• _Goal of the exercise_
Reproduce the full listing that appears beneath this instruction exactly.

>> BEGIN Data shown

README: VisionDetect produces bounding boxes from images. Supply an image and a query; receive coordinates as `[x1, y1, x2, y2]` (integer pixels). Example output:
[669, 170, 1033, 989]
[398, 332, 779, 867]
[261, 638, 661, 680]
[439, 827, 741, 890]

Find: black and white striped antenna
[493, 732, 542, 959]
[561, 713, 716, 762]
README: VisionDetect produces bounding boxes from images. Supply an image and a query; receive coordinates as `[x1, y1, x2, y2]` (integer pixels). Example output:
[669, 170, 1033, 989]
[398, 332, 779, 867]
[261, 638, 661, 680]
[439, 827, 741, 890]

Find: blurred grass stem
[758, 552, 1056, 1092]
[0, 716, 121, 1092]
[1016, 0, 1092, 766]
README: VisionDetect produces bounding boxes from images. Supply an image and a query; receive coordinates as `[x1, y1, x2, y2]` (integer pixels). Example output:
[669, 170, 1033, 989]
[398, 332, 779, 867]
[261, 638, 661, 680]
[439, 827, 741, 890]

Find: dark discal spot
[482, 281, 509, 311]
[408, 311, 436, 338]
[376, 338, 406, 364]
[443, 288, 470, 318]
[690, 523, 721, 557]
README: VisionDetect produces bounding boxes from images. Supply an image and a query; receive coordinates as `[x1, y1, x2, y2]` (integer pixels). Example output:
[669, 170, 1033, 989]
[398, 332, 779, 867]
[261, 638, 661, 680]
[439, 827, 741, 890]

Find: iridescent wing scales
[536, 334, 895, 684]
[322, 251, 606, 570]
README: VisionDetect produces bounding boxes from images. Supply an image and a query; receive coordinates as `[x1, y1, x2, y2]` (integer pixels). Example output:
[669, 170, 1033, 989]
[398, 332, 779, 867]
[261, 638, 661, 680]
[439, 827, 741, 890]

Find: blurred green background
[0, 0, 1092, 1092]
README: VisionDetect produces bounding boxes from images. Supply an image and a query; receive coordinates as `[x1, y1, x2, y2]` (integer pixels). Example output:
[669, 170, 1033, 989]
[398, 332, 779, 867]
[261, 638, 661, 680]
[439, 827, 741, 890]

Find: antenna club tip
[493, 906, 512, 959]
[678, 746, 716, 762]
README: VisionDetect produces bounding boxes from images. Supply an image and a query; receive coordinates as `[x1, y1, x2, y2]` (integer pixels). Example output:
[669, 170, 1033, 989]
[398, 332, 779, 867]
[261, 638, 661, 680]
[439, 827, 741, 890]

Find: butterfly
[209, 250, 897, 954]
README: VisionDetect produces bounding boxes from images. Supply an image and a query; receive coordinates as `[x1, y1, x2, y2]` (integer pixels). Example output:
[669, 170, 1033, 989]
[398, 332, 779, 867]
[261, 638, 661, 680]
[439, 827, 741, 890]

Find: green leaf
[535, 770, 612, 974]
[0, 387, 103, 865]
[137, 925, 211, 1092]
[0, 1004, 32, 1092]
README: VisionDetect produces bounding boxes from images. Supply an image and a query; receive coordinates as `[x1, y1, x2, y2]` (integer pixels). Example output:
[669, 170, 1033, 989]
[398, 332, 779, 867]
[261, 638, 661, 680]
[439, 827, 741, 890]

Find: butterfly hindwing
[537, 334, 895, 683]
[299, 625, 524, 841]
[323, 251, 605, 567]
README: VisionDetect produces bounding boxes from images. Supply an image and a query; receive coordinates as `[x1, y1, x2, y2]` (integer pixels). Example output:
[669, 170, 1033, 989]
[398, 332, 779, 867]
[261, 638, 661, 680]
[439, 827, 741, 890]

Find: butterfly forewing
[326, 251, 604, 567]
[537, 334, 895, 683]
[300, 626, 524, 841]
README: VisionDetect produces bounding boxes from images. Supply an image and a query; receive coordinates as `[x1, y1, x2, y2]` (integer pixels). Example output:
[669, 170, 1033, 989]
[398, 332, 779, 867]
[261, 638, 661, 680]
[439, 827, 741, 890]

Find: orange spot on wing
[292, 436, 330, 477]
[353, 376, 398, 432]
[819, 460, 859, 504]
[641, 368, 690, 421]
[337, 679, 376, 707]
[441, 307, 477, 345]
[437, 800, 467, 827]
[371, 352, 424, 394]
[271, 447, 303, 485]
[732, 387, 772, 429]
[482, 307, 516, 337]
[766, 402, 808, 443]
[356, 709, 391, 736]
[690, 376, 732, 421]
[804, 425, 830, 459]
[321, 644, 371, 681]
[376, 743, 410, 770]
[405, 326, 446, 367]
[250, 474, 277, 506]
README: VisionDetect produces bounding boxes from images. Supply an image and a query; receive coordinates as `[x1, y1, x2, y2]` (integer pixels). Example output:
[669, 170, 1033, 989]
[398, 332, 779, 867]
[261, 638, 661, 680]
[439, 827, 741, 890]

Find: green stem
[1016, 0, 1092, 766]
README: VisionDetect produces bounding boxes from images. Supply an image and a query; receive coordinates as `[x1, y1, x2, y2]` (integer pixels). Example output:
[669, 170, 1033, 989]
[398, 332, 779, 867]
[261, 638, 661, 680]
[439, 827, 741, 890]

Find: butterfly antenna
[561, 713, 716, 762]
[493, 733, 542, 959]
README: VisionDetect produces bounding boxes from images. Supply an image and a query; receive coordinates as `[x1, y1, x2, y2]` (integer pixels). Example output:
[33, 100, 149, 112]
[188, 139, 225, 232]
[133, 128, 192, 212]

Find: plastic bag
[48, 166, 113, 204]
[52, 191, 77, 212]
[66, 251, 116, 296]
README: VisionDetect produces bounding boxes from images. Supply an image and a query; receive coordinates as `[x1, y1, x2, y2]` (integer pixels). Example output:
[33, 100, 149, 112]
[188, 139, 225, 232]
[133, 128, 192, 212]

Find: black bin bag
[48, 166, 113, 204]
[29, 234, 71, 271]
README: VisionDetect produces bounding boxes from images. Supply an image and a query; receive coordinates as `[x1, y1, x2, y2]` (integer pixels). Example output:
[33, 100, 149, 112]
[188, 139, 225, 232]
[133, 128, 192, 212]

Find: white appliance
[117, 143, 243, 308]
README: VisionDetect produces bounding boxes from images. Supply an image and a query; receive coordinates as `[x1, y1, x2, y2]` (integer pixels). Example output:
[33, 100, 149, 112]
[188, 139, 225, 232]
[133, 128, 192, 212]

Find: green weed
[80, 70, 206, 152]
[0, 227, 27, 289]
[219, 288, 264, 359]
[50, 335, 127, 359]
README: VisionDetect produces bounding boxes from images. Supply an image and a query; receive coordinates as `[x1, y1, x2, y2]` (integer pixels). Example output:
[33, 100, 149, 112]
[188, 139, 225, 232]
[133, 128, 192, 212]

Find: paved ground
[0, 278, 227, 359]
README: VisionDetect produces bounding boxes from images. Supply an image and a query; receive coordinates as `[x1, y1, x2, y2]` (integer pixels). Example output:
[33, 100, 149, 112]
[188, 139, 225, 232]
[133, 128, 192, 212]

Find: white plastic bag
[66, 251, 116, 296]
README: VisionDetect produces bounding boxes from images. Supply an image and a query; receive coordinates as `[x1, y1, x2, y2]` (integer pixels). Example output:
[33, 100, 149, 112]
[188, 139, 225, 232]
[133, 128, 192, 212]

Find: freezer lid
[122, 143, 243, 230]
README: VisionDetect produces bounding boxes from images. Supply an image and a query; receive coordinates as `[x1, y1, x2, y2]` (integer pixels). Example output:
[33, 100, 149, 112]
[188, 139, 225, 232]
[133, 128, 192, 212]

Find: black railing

>> END Data shown

• _Task output_
README: VisionDetect produces bounding boxes from images. Supply an image and a query; receive coordinates as `[x1, y1, x2, y2]` (integer pixels). Example output:
[669, 170, 1033, 989]
[398, 332, 779, 867]
[261, 638, 661, 680]
[439, 827, 741, 890]

Find: black and white striped antenna
[493, 732, 542, 959]
[561, 713, 716, 762]
README: VisionDetect produces bounding boxes from images. Supply an image and a query; receive coordinates as `[x1, y1, x2, y2]` (integer pixels). Example output:
[669, 170, 1033, 989]
[398, 332, 779, 867]
[261, 638, 661, 680]
[439, 827, 741, 890]

Find: blurred grass stem
[758, 552, 1056, 1092]
[0, 716, 121, 1092]
[1016, 0, 1092, 766]
README: VisionDetect produces bounding boxes from images. Supply an image and a query; receive coordinates as `[x1, y1, x2, y2]` (integer pixels). Example output:
[669, 170, 1033, 989]
[398, 332, 779, 867]
[261, 638, 661, 680]
[439, 827, 741, 890]

Find: dark discal spot
[482, 281, 509, 311]
[408, 311, 436, 338]
[376, 338, 406, 364]
[443, 288, 470, 318]
[690, 523, 721, 557]
README: VisionDetect produces bounding boxes from images. Supply an image and a query; receive coordinates as `[x1, y1, x2, y2]` (integer pixels). Example output:
[669, 170, 1033, 989]
[398, 332, 779, 867]
[261, 638, 661, 680]
[439, 827, 741, 890]

Find: iridescent wing scales
[536, 334, 895, 684]
[322, 251, 606, 570]
README: VisionDetect produces bounding boxes from images. Supply an image and a query; receive coordinates as `[x1, y1, x2, y2]` (integer pixels). Example output:
[669, 170, 1033, 989]
[398, 332, 779, 867]
[261, 638, 661, 680]
[439, 827, 741, 890]

Find: blurred green background
[0, 0, 1092, 1092]
README: VisionDetect produces bounding boxes from images. Supply an image and a query; receive coordinates as `[x1, y1, x2, y2]` (integer pixels). Example output:
[669, 170, 1033, 989]
[398, 332, 779, 867]
[261, 638, 661, 680]
[439, 827, 741, 890]

Find: antenna club tip
[493, 906, 512, 959]
[678, 746, 716, 762]
README: VisionDetect produces bounding boxes from images. Supply an image and a query; receive coordinates as `[x1, y1, x2, y2]` (integer pixels). Example output:
[669, 170, 1033, 989]
[398, 332, 779, 867]
[261, 638, 661, 680]
[439, 827, 741, 890]

Find: butterfly
[209, 250, 897, 954]
README: VisionDetect produces bounding boxes from images. Supply an image and a query; receive coordinates as `[x1, y1, x2, y2]` (integer pixels). Example output:
[669, 170, 1033, 989]
[398, 332, 779, 867]
[261, 638, 661, 680]
[439, 827, 741, 890]

Find: green leaf
[535, 770, 612, 974]
[0, 387, 103, 865]
[137, 925, 211, 1092]
[0, 1004, 32, 1092]
README: VisionDetect produces bounding boxes from images. Supply an image and a query; receive coordinates as `[x1, y1, x2, y2]` (integer pixels). Example output:
[669, 170, 1033, 989]
[398, 332, 779, 867]
[261, 638, 661, 680]
[439, 827, 741, 890]

Find: butterfly hindwing
[537, 334, 895, 683]
[299, 625, 524, 841]
[323, 251, 605, 567]
README: VisionDetect produces bounding boxes from images. Supply an image and a query; receive coordinates as `[x1, y1, x2, y2]` (integer pixels). Example output:
[669, 170, 1033, 989]
[398, 332, 779, 867]
[261, 638, 661, 680]
[439, 827, 741, 890]

Find: butterfly forewing
[326, 251, 604, 567]
[537, 334, 895, 683]
[300, 626, 524, 841]
README: VisionDetect produces bounding boxes from images. Supply an image and a query; receive coordinates as `[x1, y1, x2, y2]` (integer pixels). Example output:
[669, 170, 1033, 989]
[398, 332, 779, 867]
[261, 638, 661, 680]
[439, 827, 741, 890]

Find: orange spot on wing
[292, 436, 330, 477]
[353, 376, 398, 432]
[819, 460, 859, 504]
[641, 368, 690, 421]
[337, 679, 376, 707]
[441, 307, 477, 345]
[437, 800, 467, 827]
[371, 352, 424, 394]
[271, 447, 303, 485]
[732, 387, 772, 429]
[482, 307, 516, 337]
[766, 402, 808, 443]
[356, 709, 391, 736]
[690, 376, 732, 421]
[804, 425, 830, 459]
[321, 644, 371, 681]
[376, 743, 410, 770]
[405, 326, 446, 367]
[250, 474, 277, 506]
README: VisionDetect produces bounding boxes from images. Supply an image and a query; receive coordinates as `[x1, y1, x2, y2]` (integer pixels). Example output:
[669, 170, 1033, 989]
[398, 332, 779, 867]
[261, 638, 661, 680]
[439, 827, 741, 890]

Find: green stem
[1016, 0, 1092, 766]
README: VisionDetect produces bounding boxes from images. Supply an image and a query; receive coordinates as `[x1, y1, x2, y2]` (integer pixels). Example output:
[669, 170, 1033, 989]
[398, 332, 779, 867]
[261, 638, 661, 680]
[439, 827, 741, 890]

Find: butterfly antenna
[561, 713, 716, 762]
[493, 733, 542, 959]
README: VisionDetect produces bounding boxes from images. Supply an image and a query; receive coordinates as `[x1, y1, x2, y2]` (integer pixels). Example output:
[33, 100, 149, 112]
[188, 139, 225, 232]
[133, 128, 192, 212]

Find: plastic bag
[48, 166, 113, 204]
[52, 191, 77, 212]
[66, 251, 116, 296]
README: VisionDetect produces bounding boxes from images. Supply an image and a query; receive coordinates as `[x1, y1, x2, y2]` (integer pixels). Example output:
[33, 100, 149, 112]
[188, 139, 225, 232]
[133, 128, 192, 212]

Find: black bin bag
[48, 166, 113, 204]
[29, 234, 71, 271]
README: VisionDetect produces bounding boxes from images. Supply an image and a query; receive coordinates as `[x1, y1, x2, y2]` (integer pixels). Example output:
[33, 100, 149, 112]
[188, 139, 225, 232]
[133, 128, 192, 212]

Find: white appliance
[117, 143, 243, 308]
README: VisionDetect produces bounding boxes from images. Supply an image and a query; receive coordinates as `[x1, y1, x2, y2]` (integer pixels). Example output:
[33, 100, 149, 112]
[188, 139, 225, 232]
[133, 128, 192, 212]

Find: green weed
[80, 70, 206, 152]
[0, 227, 27, 289]
[219, 288, 264, 359]
[50, 335, 127, 359]
README: VisionDetect produces bounding boxes from images. Supply an image and a query; receive coordinates as `[x1, y1, x2, y2]` (integer pixels). Example output:
[33, 100, 149, 112]
[188, 139, 225, 232]
[133, 128, 192, 212]

Find: paved ground
[0, 278, 227, 359]
README: VisionDetect produces bounding boxes from images. Supply an image and a query; receive coordinates as `[x1, y1, x2, y2]` (integer pixels). Example output:
[33, 100, 149, 112]
[188, 139, 225, 232]
[133, 128, 192, 212]

Find: white plastic bag
[66, 251, 116, 296]
README: VisionDetect produces bounding boxes from images. Supply an image and a query; receive coordinates as `[x1, y1, x2, y2]` (integer pixels). Example output:
[33, 100, 149, 112]
[188, 139, 225, 232]
[133, 128, 192, 212]

Find: freezer lid
[122, 143, 243, 230]
README: VisionDetect produces bounding boxes from images. Supply an image and a query; receive coordinates as `[x1, y1, x2, y2]` (integer pixels). Example output:
[33, 100, 149, 112]
[188, 139, 225, 232]
[133, 128, 192, 212]

Find: black railing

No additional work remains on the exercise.